Exercise inputs
▬▬▬▬▬▬▬▬▬▬
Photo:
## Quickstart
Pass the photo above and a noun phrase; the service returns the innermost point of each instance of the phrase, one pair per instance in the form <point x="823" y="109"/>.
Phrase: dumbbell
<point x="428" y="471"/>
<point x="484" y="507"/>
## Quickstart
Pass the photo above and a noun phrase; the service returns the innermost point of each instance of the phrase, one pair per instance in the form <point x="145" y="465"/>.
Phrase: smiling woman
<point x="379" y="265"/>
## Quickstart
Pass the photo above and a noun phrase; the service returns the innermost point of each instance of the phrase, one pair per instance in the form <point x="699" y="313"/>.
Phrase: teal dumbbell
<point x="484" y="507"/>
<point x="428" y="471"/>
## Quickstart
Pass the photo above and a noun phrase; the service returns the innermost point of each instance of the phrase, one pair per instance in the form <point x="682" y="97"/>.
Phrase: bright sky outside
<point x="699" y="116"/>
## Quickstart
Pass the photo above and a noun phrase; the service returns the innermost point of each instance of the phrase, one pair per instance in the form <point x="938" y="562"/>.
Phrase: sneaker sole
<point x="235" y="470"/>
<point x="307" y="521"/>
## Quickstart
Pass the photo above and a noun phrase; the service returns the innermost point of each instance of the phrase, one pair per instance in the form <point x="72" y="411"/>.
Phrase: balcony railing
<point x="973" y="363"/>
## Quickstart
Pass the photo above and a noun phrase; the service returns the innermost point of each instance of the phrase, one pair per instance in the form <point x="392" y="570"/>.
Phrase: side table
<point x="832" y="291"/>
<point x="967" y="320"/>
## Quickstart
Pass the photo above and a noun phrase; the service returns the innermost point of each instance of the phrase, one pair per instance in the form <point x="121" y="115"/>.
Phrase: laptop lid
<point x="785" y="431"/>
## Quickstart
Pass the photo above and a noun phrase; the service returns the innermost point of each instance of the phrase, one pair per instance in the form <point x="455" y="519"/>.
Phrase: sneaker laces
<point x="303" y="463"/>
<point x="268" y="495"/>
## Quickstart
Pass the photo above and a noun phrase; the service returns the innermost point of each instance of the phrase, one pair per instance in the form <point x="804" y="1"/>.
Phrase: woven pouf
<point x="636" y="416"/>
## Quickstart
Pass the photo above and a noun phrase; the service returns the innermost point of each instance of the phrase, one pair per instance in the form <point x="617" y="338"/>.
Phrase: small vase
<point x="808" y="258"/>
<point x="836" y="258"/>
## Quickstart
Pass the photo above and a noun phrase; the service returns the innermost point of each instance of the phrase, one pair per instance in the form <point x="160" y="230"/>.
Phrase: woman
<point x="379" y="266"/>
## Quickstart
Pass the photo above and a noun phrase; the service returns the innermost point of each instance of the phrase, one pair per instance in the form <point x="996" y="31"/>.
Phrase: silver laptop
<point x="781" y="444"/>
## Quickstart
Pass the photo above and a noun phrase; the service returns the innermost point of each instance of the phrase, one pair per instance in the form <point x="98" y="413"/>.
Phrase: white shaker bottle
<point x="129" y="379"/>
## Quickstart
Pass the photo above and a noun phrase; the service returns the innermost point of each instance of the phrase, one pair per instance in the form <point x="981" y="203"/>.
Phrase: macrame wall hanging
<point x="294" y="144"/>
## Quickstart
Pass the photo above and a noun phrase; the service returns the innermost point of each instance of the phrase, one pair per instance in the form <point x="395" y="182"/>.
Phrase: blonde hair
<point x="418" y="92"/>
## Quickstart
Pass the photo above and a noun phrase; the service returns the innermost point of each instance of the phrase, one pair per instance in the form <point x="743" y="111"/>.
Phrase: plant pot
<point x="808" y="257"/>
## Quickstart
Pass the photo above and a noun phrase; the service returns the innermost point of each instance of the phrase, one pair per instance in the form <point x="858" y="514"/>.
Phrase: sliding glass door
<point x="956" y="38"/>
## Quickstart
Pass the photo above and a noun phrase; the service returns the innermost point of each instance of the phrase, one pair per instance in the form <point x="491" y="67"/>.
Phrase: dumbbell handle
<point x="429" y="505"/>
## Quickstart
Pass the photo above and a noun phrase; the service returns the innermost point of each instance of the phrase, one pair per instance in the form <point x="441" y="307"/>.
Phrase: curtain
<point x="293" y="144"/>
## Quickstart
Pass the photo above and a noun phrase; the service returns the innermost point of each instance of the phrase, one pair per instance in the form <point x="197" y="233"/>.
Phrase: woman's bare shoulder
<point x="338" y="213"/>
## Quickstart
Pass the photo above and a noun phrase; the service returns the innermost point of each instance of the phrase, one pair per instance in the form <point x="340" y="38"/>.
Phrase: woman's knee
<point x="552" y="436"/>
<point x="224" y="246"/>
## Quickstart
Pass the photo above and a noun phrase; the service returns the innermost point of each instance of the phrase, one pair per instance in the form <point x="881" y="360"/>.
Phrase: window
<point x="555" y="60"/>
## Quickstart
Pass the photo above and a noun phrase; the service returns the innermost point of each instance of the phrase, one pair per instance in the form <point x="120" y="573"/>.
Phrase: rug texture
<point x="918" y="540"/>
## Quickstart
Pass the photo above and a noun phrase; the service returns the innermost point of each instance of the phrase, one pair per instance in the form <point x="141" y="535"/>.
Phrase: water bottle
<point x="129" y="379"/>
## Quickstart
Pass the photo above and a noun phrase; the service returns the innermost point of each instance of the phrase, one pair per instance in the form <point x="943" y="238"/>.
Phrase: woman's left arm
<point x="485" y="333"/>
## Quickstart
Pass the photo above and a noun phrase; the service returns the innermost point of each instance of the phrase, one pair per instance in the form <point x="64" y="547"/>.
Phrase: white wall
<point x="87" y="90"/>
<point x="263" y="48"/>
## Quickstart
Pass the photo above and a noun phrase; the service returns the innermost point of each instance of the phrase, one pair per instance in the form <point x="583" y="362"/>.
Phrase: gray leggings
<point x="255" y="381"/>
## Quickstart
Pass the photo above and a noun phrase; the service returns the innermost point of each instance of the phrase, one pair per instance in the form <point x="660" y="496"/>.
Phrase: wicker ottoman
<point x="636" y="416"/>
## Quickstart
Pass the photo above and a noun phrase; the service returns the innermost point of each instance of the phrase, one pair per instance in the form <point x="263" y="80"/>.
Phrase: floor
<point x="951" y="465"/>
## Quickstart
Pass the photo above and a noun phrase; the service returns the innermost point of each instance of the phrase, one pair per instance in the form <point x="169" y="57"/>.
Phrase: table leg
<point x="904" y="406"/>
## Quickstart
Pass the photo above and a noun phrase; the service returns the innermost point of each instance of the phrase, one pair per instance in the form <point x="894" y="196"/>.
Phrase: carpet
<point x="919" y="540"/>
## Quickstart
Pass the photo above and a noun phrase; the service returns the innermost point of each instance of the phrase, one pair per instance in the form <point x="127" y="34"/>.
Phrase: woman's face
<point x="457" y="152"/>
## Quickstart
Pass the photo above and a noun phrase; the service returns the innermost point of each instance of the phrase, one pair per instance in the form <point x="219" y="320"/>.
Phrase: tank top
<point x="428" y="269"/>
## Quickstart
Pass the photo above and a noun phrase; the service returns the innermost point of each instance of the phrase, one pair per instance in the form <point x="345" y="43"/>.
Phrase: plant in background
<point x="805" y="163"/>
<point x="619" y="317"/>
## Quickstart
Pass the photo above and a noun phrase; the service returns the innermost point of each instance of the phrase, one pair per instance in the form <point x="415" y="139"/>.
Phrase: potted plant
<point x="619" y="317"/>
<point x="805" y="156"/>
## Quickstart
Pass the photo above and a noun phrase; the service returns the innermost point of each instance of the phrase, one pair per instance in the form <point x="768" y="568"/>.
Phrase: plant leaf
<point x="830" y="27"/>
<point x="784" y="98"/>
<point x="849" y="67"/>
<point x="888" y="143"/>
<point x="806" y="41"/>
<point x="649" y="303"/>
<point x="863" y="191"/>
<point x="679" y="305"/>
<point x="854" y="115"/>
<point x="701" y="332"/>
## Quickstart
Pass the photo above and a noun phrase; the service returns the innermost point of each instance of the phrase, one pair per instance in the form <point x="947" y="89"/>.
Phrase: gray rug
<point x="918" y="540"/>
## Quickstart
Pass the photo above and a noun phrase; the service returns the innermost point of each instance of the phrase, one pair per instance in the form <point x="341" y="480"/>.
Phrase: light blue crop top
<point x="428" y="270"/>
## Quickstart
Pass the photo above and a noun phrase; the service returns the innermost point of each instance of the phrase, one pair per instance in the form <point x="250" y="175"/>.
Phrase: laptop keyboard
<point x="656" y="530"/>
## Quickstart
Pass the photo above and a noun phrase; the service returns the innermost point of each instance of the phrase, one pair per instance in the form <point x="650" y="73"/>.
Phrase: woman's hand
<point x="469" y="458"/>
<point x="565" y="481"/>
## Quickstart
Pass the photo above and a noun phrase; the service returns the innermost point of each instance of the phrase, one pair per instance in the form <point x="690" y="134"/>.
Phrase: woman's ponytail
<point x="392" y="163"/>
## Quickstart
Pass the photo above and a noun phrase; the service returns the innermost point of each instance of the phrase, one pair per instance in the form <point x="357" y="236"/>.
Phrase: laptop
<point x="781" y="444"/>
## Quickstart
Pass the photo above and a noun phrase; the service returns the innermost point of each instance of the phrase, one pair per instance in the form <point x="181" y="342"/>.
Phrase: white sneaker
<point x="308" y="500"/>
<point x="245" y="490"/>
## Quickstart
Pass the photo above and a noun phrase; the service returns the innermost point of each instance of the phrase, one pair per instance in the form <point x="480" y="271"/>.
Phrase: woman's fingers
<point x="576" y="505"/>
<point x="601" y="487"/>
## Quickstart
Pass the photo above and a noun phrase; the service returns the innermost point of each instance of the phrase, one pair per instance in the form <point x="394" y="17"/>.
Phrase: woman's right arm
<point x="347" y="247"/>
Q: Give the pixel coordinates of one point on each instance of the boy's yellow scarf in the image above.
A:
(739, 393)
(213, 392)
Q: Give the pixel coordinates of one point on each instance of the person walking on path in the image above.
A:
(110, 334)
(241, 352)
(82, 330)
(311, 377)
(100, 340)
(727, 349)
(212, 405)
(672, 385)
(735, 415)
▬▬▬▬▬▬▬▬▬▬
Brief
Only lines with the word "image" belong in the answer; copy each of them from the material above.

Exercise response
Q: Give the pixel coordinates of one point on each instance of the boy's yellow scarf in the image above.
Q: Give the pixel coordinates of one point on each instance of the person walking on path in the image above.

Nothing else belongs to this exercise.